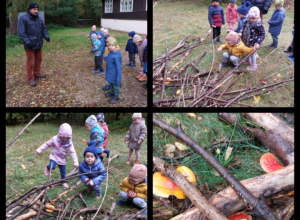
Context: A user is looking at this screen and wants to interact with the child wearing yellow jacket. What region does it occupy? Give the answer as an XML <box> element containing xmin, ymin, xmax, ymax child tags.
<box><xmin>217</xmin><ymin>31</ymin><xmax>257</xmax><ymax>69</ymax></box>
<box><xmin>116</xmin><ymin>164</ymin><xmax>147</xmax><ymax>214</ymax></box>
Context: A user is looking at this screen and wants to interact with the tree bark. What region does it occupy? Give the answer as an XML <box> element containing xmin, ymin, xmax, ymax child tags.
<box><xmin>153</xmin><ymin>117</ymin><xmax>278</xmax><ymax>220</ymax></box>
<box><xmin>153</xmin><ymin>156</ymin><xmax>227</xmax><ymax>220</ymax></box>
<box><xmin>219</xmin><ymin>113</ymin><xmax>295</xmax><ymax>166</ymax></box>
<box><xmin>171</xmin><ymin>164</ymin><xmax>294</xmax><ymax>220</ymax></box>
<box><xmin>242</xmin><ymin>113</ymin><xmax>295</xmax><ymax>147</ymax></box>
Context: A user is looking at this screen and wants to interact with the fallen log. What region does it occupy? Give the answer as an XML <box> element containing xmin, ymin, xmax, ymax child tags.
<box><xmin>218</xmin><ymin>113</ymin><xmax>294</xmax><ymax>165</ymax></box>
<box><xmin>153</xmin><ymin>117</ymin><xmax>278</xmax><ymax>220</ymax></box>
<box><xmin>153</xmin><ymin>156</ymin><xmax>227</xmax><ymax>220</ymax></box>
<box><xmin>242</xmin><ymin>113</ymin><xmax>295</xmax><ymax>147</ymax></box>
<box><xmin>171</xmin><ymin>164</ymin><xmax>294</xmax><ymax>220</ymax></box>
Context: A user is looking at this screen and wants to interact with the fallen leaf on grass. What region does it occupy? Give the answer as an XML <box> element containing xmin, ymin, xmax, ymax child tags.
<box><xmin>253</xmin><ymin>95</ymin><xmax>260</xmax><ymax>103</ymax></box>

### Work to complete
Rewrite every line of the material above, swapping "wants to interact with" for "wants to select" and leaving all else unchanged. Omit the pictures.

### Written response
Context: A user is looking at this screen and wants to select the child wearing yellow jacket. What region does it occupy? Give the answer as an XML <box> element containing xmin, ymin, xmax, ymax child tags.
<box><xmin>217</xmin><ymin>31</ymin><xmax>257</xmax><ymax>69</ymax></box>
<box><xmin>116</xmin><ymin>164</ymin><xmax>147</xmax><ymax>214</ymax></box>
Context: A user is looking at this screen and wants to select the tree bark. What region does it occupy? Give the answer as an XML <box> element containing xmin, ymin, xmax, ymax child tags.
<box><xmin>153</xmin><ymin>117</ymin><xmax>278</xmax><ymax>220</ymax></box>
<box><xmin>153</xmin><ymin>156</ymin><xmax>227</xmax><ymax>220</ymax></box>
<box><xmin>219</xmin><ymin>113</ymin><xmax>295</xmax><ymax>166</ymax></box>
<box><xmin>171</xmin><ymin>164</ymin><xmax>294</xmax><ymax>220</ymax></box>
<box><xmin>242</xmin><ymin>113</ymin><xmax>295</xmax><ymax>147</ymax></box>
Context: A user is looking at this screen and wants to select the fallen log. What region does it occupy? Give the answer as an XML <box> element containing xmin, ymin, xmax, ymax child tags.
<box><xmin>218</xmin><ymin>113</ymin><xmax>294</xmax><ymax>165</ymax></box>
<box><xmin>153</xmin><ymin>117</ymin><xmax>278</xmax><ymax>220</ymax></box>
<box><xmin>153</xmin><ymin>156</ymin><xmax>227</xmax><ymax>220</ymax></box>
<box><xmin>242</xmin><ymin>113</ymin><xmax>295</xmax><ymax>147</ymax></box>
<box><xmin>171</xmin><ymin>164</ymin><xmax>294</xmax><ymax>220</ymax></box>
Context: A user is looking at this screen and wants to select the fallen leaf on grass. What region does it occupy? Give the answer as an XML <box> element containing xmin, ymin, xmax, ymax child tags.
<box><xmin>253</xmin><ymin>95</ymin><xmax>260</xmax><ymax>103</ymax></box>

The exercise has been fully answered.